• **What the task requires**
Rewrite the records below, replacing "Point coordinates" with "Coordinates" and changing nothing else. Omit the pictures from your answer.

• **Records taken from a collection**

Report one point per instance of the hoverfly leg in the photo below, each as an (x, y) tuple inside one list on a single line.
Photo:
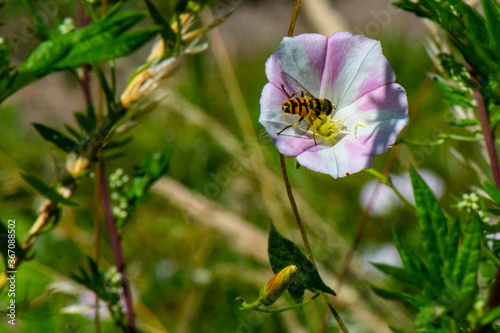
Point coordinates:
[(290, 126), (283, 88), (314, 131)]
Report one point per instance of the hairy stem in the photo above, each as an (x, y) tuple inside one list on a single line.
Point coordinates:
[(487, 133), (292, 200), (116, 247), (295, 210), (335, 313), (294, 18), (489, 140)]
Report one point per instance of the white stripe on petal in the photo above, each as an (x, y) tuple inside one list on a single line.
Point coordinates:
[(302, 57), (354, 66), (346, 157)]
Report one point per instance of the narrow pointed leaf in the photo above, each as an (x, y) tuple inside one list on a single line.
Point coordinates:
[(492, 12), (47, 191), (4, 246), (490, 317), (57, 138), (105, 49), (397, 330), (394, 295), (411, 261), (432, 223), (466, 267), (492, 191), (400, 274), (283, 253), (452, 249)]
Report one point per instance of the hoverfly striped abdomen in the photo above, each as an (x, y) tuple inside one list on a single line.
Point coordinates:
[(304, 106)]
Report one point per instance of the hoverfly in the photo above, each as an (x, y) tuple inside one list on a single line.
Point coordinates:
[(306, 106)]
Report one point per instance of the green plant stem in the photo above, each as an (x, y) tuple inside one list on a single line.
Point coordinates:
[(489, 140), (335, 313), (387, 181), (487, 253), (487, 133), (116, 247), (294, 18), (290, 194), (295, 210)]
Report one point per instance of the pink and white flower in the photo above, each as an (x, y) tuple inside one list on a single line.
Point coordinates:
[(350, 71)]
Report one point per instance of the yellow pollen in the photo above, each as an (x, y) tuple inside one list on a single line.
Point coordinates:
[(328, 128)]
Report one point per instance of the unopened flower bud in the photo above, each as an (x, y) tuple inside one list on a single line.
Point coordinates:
[(277, 285)]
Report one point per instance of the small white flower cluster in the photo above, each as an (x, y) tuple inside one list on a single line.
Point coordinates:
[(117, 180), (470, 203), (112, 282), (68, 25)]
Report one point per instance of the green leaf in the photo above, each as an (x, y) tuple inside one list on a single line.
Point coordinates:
[(492, 12), (47, 191), (490, 316), (400, 274), (433, 226), (394, 295), (467, 262), (492, 191), (411, 261), (57, 138), (106, 49), (41, 28), (463, 122), (282, 253), (75, 133), (166, 31), (16, 249), (396, 330), (452, 249), (100, 41)]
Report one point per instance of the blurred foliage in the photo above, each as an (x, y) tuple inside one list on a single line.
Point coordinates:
[(184, 273)]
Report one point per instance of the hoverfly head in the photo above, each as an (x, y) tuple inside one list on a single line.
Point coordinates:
[(329, 107), (286, 107)]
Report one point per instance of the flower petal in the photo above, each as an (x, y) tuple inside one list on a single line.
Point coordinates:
[(354, 67), (377, 117), (347, 156), (302, 57), (291, 142)]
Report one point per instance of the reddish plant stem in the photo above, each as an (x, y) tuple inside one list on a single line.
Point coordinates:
[(295, 210), (489, 140), (117, 251), (294, 18)]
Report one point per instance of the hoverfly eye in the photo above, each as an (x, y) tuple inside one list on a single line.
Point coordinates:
[(329, 107)]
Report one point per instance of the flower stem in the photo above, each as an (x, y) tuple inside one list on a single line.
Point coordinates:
[(117, 251), (488, 135), (387, 181), (335, 313), (294, 18), (295, 210), (489, 140), (290, 194)]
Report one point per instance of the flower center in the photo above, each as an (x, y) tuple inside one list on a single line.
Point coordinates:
[(329, 127)]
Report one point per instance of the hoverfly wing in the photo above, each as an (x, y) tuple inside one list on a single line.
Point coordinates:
[(294, 84)]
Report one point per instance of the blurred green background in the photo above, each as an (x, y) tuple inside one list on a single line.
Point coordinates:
[(189, 258)]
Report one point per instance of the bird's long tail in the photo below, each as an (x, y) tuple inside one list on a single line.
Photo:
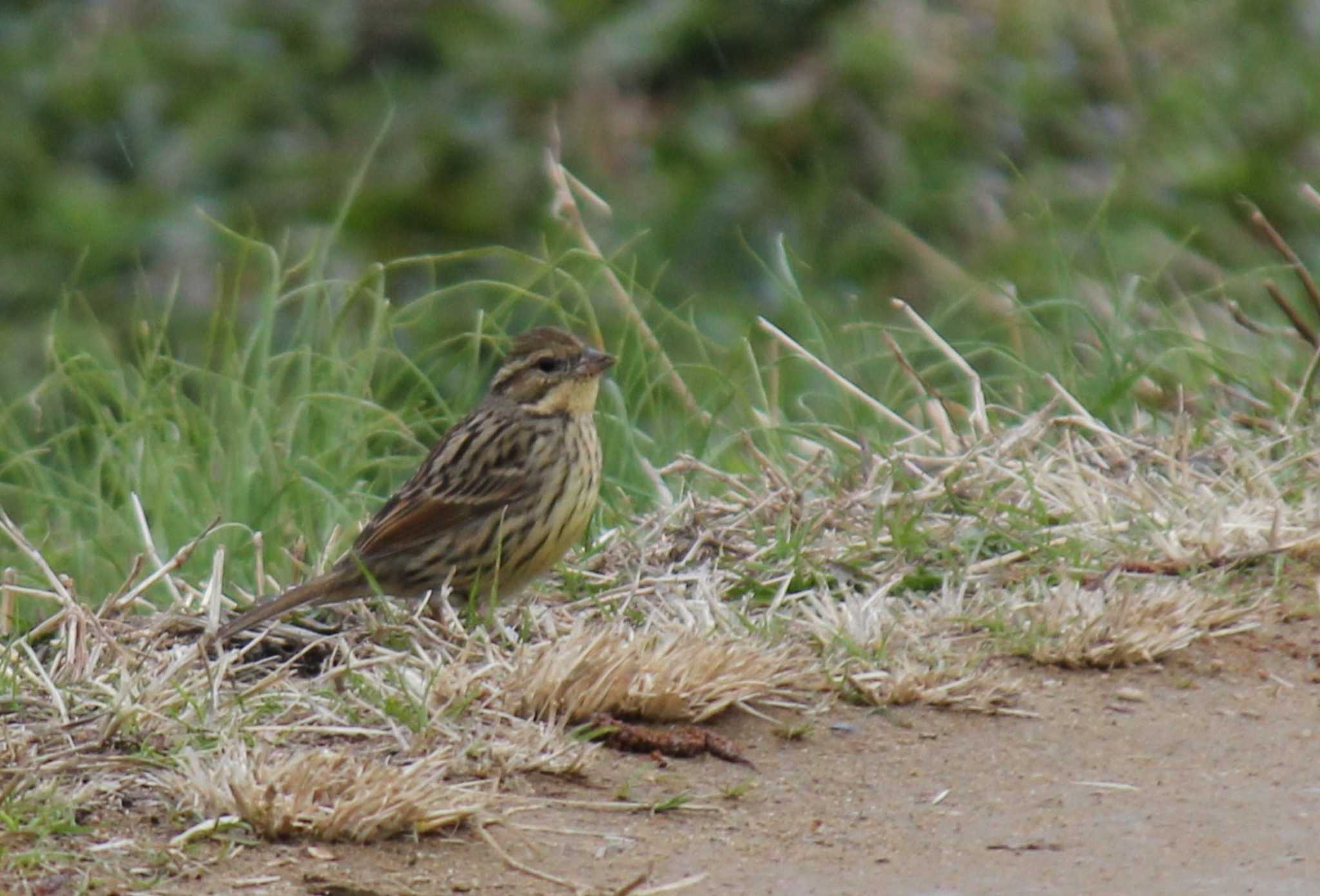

• **Correct output**
Report one point per instance of the hoverfly leg in the photo below, each as an (x, y) tuple inside one list on a single line.
Photo:
Coordinates:
[(290, 126), (283, 88), (314, 131)]
Report one point per instance of the hairy stem in the photo above, each as an (x, y) tuple inside one list on a single line.
Coordinates:
[(487, 133), (292, 200), (116, 247), (295, 210), (335, 313), (294, 18), (489, 140)]
Report one point per instance of the white stripe on petal in the photo above, each as an (x, y) tuple inside one list on a single line.
Coordinates:
[(302, 57), (354, 66), (346, 157)]
Report one point per instance of the narrow pointed leaf in the photo above, each as an (x, y) tuple inside one list on a single line.
Coordinates:
[(492, 12), (47, 191), (4, 246), (490, 317), (57, 138), (105, 49), (397, 330), (394, 295), (411, 261), (432, 223), (466, 267), (492, 191), (400, 274), (283, 253), (452, 249)]
Report one point per instance of the hoverfly striped abdomen in the photo above, each as an (x, y) tuple inside one list on a single line.
Coordinates:
[(304, 106)]
Report one point per instance of the hoverfly in the photo above, each as an (x, y) tuple inside one list on a single line.
Coordinates:
[(306, 106)]
Report one point per instance of the green plant stem in the photo above, each as an (x, y) tuple inside one list on a single line.
Coordinates:
[(489, 140), (335, 313), (387, 181), (487, 253), (487, 133), (116, 247), (294, 18), (290, 194), (295, 210)]
Report one point per instance of the pink and white flower in the photo above, each as an (x, y) tuple inside one list on a single line.
Coordinates:
[(350, 71)]
Report one point per instance of the yellow pollen in the photo above, each as an (x, y) tuple inside one list on a single line.
Coordinates:
[(328, 128)]
Report one point per instance of the unopened flower bud in the photo above, each as an (x, y) tuple inside one list on a single line.
Coordinates:
[(277, 285)]
Report one point per instance of the small white flower cluster in the photo above, each as an (x, y) tuple inside one list on a single line.
Coordinates:
[(117, 180), (470, 203), (112, 282), (68, 25)]
Report one point per instance of the green leaf in the photo above, each as an (x, y) tuple inside one list on a single line.
Coordinates:
[(492, 12), (47, 191), (490, 316), (400, 274), (433, 226), (394, 295), (467, 262), (492, 191), (411, 261), (57, 138), (106, 49), (41, 28), (463, 122), (282, 253), (75, 133), (166, 31), (16, 249), (396, 330), (452, 249), (100, 41)]
Report one point per instance of the blurred foliage in the photo above, each as an (x, y) tuple inside one list on a single line.
Coordinates:
[(184, 273)]
Report one point per instance of the hoverfly head in the photo above, each as an (x, y) tuple inside one list on a single line.
Coordinates:
[(329, 107), (286, 107)]
Report one point per instance of the flower petal in the photo above, each as an (x, y) tuple inside one list on a single line.
Coordinates:
[(354, 67), (377, 117), (347, 156), (302, 57), (291, 142)]
Report one point per instance of the reddish plant stem in the photo above, each as an (x, y) tuple inside one list on a single line.
Coordinates:
[(295, 210), (489, 140), (117, 251), (294, 18)]
Report one point per instance of the hoverfly eye in the photo above, each as an (x, y) tuple inside one list on a single line.
Coordinates:
[(329, 107)]
Report one point per instance of the flower stem in the photo above, each as an (x, y) tuple inside one list on a single line.
Coordinates:
[(117, 251), (488, 135), (387, 181), (335, 313), (294, 18), (295, 210), (489, 140), (290, 194)]
Report one point per instance of the flower center in the photo above, each as an (x, y) tuple inside one list on a single line.
Coordinates:
[(329, 127)]
Report one point per instance of the hoverfly wing in the photo above, each as an (x, y) tuple inside one list on a single line.
Coordinates:
[(294, 84)]
Report one point per instance of the blurred green background in the photo above, each as an (x, y) tuple inside one list on a single line.
Coordinates:
[(189, 258)]
Report one point per instance of the bird's long tail in the photo below, each as an (x, y) tuple inside one list on a single line.
Photo:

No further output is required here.